David Harvey contro la rivoluzione: la bancarotta del “marxismo” accademico
3 Luglio 2020La rivolta della ragione – Indice dei capitoli
7 Luglio 2020Pubblichiamo la risoluzione pubblicata dall’assemblea nazionale tenuta a Modena sabato 4 luglio, che formalizza la costituzione dell’area di opposizione in Cgil “Le giornate di marzo”.
—
Come lavoratori e lavoratrici, delegati, iscritti e dirigenti della Cgil ci siamo riuniti in assemblea per una discussione approfondita sulla condizione odierna della classe lavoratrice e soprattutto sui compiti impellenti che si trova ad affrontare.
Riteniamo innanzitutto che la crisi attuale costituisca la minaccia più grave da generazioni a questa parte alle condizioni di lavoro e di vita dei lavoratori e delle loro famiglie, ossia della larga maggioranza della popolazione.
La crisi sanitaria si somma e moltiplica gli effetti di una crisi economica internazionale che era già in sviluppo da molti mesi. Si profila una catastrofe sociale con milioni di disoccupati, interi settori dell’economia a rischio di sparizione, crisi industriali, impoverimento diffuso, tracollo dei servizi sociali, del tenore di vita complessivo e dei diritti individuali e collettivi. Tutto questo ricade su un tessuto economico e sociale che ancora mostrava le conseguenze della precedente crisi del 2008, mai veramente superata.
La crisi sanitaria ha messo a nudo come mai prima il cinismo e l’incapacità della classe dirigente e del padronato, in Italia come ovunque. Tutto è stato subordinato all’imperativo di garantire la produzione e i profitti, scaricando il pericolo del contagio e le conseguenze sociali del lockdown esclusivamente verso il basso, verso i lavoratori e i ceti popolari.

- - - - -

(LAVORO DA SVOLGERE)
(1) Nel testo, in quale città si è tenuta l'assemblea nazionale di sabato 4 luglio?
(2) Per ogni affermazione, indica se è in accordo con il testo (sì o no) e cita le parole del testo che lo decidono.
(a) La crisi economica internazionale è cominciata solo dopo la crisi sanitaria.
(b) L'assemblea formalizza la nascita di un'area di opposizione dentro la Cgil.
(c) Le conseguenze sociali del lockdown sono state scaricate soltanto sui lavoratori e sui ceti popolari.

(DATI DI PARTENZA)
- - - - -

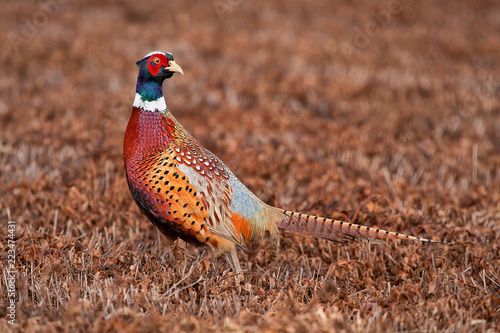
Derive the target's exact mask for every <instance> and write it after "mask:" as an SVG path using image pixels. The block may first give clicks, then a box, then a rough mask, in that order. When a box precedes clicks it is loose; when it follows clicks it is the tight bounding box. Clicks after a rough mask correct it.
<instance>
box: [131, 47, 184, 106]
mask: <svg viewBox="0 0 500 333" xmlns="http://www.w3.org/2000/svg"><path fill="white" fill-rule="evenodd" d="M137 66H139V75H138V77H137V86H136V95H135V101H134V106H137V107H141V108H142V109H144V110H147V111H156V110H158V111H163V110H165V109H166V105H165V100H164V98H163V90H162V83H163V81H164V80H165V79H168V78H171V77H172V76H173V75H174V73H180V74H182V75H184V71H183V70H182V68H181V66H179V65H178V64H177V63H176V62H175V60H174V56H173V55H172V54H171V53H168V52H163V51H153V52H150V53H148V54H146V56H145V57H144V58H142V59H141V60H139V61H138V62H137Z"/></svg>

- - - - -

(RISPOSTE)
(1) A Modena.

(2)
(a) No: «una crisi economica internazionale che era già in sviluppo da molti mesi».
(b) Sì: «che formalizza la costituzione dell’area di opposizione in Cgil “Le giornate di marzo”».
(c) Sì: «scaricando il pericolo del contagio e le conseguenze sociali del lockdown esclusivamente verso il basso, verso i lavoratori e i ceti popolari».